On January 1 2021, I invented the infamous 'Potat-no' diet. Today I bring you another revolutionary weight loss concept. A diet so versatile you can run it in conjunction with any other eating plan you've been tricked into. It's called 'No Seconds'.
If you're unfamiliar with, 'Nada Potada' it's an eating regime that removes all spuds from your diet apart from the ones in vodka. I didn't know vodka was a potato-based drink when I created the diet and have been innocently drinking heaps of it over the last few months.
As a result see-through, alcoholic, liquid potatoes are now a go for all potat-bros. Sixty days into the 'Potat-no' diet, I can categorically say the results are unknown to me. I didn't weigh myself at the start and haven't since.

══════════════════════════════

EXERCISE TASKS -
**A.** Which diet names appear in single quotation marks in the diet piece? List each name once.
**B.** How would you translate this sentence from the diet piece into Spanish: "I didn't weigh myself at the start and haven't since."
**C.** Could you carry on the diet piece from its last sentence, in the same voice?

══════════════════════════════

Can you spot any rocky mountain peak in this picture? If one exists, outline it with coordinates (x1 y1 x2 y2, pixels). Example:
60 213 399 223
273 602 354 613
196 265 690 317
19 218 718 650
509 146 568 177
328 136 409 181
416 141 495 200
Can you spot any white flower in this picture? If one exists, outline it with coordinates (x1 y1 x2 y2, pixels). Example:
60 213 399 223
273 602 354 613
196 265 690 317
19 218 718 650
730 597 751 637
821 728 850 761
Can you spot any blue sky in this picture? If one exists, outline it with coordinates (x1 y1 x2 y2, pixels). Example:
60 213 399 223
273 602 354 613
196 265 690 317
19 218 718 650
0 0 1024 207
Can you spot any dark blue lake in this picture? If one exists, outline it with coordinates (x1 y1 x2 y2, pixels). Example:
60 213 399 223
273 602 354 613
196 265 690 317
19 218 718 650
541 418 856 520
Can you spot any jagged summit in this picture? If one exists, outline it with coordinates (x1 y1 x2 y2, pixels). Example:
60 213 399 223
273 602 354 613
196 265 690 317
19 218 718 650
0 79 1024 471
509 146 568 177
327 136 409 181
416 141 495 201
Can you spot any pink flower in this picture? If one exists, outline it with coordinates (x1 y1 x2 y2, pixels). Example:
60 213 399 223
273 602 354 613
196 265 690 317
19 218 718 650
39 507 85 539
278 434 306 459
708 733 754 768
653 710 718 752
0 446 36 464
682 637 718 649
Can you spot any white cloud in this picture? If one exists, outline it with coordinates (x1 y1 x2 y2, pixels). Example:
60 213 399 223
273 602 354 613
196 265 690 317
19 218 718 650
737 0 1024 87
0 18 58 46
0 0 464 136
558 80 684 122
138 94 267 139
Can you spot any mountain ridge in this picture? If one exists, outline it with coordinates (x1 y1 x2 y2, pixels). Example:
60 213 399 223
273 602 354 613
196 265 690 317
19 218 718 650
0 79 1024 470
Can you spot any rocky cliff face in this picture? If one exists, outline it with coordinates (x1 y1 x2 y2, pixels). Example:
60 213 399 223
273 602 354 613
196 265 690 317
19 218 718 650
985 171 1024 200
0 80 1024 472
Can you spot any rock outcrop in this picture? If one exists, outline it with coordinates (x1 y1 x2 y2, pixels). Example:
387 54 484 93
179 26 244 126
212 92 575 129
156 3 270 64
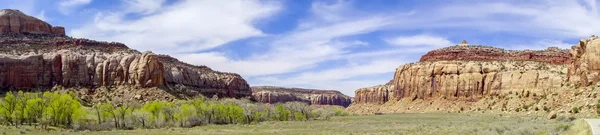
252 86 352 107
567 36 600 86
353 84 395 104
354 46 571 104
0 10 251 100
355 61 567 104
0 9 65 36
421 45 571 64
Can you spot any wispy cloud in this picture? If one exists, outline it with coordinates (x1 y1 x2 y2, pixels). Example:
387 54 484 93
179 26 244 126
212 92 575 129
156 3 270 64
385 35 454 47
71 0 279 54
58 0 92 15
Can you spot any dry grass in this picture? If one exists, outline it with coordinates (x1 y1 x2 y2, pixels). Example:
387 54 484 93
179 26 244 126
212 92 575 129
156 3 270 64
0 113 585 135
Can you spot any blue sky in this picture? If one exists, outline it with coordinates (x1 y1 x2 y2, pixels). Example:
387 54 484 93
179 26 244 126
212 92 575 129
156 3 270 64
0 0 600 96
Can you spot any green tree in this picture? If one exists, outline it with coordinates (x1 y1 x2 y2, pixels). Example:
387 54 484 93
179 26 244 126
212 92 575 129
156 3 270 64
100 103 119 128
175 104 197 127
25 97 46 127
44 92 86 127
115 103 133 128
275 104 292 121
1 92 18 126
143 101 166 125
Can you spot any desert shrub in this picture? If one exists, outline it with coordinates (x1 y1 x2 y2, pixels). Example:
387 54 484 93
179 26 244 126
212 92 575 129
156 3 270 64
594 99 600 114
571 107 579 113
0 92 350 131
0 91 86 128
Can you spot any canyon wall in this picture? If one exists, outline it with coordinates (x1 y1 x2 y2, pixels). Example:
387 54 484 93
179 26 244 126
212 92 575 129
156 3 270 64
252 86 352 107
0 9 65 36
354 46 571 104
567 36 600 86
0 10 251 100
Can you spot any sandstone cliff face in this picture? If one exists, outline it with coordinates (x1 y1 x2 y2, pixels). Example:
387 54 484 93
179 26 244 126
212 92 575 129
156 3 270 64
421 46 571 64
0 10 251 100
567 36 600 86
354 46 571 104
0 9 65 36
353 84 395 104
252 86 352 107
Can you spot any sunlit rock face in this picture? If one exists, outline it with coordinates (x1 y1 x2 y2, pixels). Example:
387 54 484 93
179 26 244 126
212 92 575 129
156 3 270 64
354 45 571 104
0 9 65 36
567 36 600 86
0 10 251 100
252 86 352 107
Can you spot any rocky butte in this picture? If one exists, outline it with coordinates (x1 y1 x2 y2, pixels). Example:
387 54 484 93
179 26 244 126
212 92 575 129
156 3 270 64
251 86 352 107
0 9 251 102
348 39 600 113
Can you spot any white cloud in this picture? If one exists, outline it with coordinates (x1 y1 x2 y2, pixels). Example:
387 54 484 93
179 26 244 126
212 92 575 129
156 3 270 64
58 0 92 15
124 0 166 14
71 0 280 54
385 35 453 47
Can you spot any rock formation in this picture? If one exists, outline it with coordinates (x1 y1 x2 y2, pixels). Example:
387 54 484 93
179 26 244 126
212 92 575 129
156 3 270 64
0 10 251 100
355 61 567 104
0 9 65 36
567 36 600 86
353 84 395 104
252 86 352 107
421 45 571 64
354 46 571 104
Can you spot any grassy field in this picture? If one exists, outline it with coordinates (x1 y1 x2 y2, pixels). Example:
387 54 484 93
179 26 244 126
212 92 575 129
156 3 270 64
0 113 588 135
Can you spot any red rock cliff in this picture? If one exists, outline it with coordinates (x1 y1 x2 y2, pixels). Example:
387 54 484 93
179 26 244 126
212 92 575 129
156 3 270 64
567 36 600 86
354 46 571 104
252 86 352 107
0 10 251 100
0 9 65 36
420 46 571 64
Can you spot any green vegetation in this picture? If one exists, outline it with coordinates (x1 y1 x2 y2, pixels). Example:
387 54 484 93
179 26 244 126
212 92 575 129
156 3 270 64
0 91 349 131
0 91 86 128
0 113 589 135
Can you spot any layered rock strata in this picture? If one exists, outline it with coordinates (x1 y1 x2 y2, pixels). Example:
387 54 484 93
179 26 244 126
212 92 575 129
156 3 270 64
567 36 600 86
0 9 65 36
420 46 571 64
252 86 352 107
355 61 567 104
354 46 571 104
0 10 251 100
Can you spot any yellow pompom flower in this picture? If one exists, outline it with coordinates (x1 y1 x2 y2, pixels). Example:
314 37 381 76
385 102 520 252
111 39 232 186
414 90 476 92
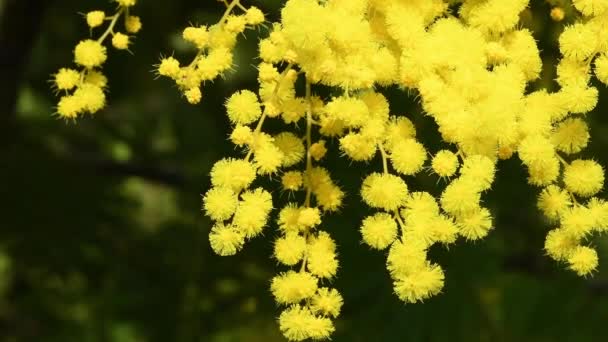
550 7 566 21
310 287 344 318
594 52 608 85
86 11 106 28
112 32 129 50
203 187 238 221
230 125 253 147
517 135 555 167
209 223 245 256
361 213 397 249
54 68 80 90
587 197 608 232
324 96 369 128
74 83 106 113
57 95 84 119
226 90 262 125
125 15 141 33
538 184 572 220
572 0 608 17
557 85 599 113
84 70 108 89
386 240 426 278
456 208 493 240
224 15 247 34
564 159 604 197
361 173 407 211
431 150 459 177
270 271 318 304
158 57 180 79
560 205 595 238
460 154 496 191
340 133 376 161
401 191 439 221
306 231 338 278
211 158 255 192
277 203 301 233
568 246 598 276
279 304 335 341
559 23 598 61
394 265 445 303
551 118 589 153
310 140 327 161
245 6 265 25
116 0 137 7
253 139 285 175
182 26 209 49
556 58 591 87
274 232 306 266
281 171 303 191
274 132 305 167
390 139 426 175
232 188 272 238
184 87 203 104
528 156 560 186
298 208 321 230
545 228 579 261
74 39 107 68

══════════════════════════════

RESPONSES PER TASK -
**A.**
- 'Potat-no'
- 'No Seconds'
- 'Nada Potada'

**B.** No me pesé al principio y no lo he hecho desde entonces.

**C.**
Having said that, if it were working, you'd think I would have noticed some kind of change. Sadly, if we want our rocking bikini bodies by next summer, we'll need to do more than just say 'later tater'. We need something equally easy to follow but what could lower our calorie intake without the need for complex calculations?
The solution came to me while tucking into a third bowl of chilli last Friday night. I thought to myself, 'I wonder if I would be less fat if I had only eaten one bowl of this muck'. Ladies and gentleman introducing the 'No Seconds' diet. New Zealand's most self-explanatory weight loss plan ever. It's also known as 'One and Done' and the 'One Dish Mish'. You simply eat what's on your plate and don't go back for more. Get the 'Refuse Twos' motto tattooed somewhere you can see it: 'You get what you get, and you don't get upset'.
It is also being called the 'Oliver Twist Desist'.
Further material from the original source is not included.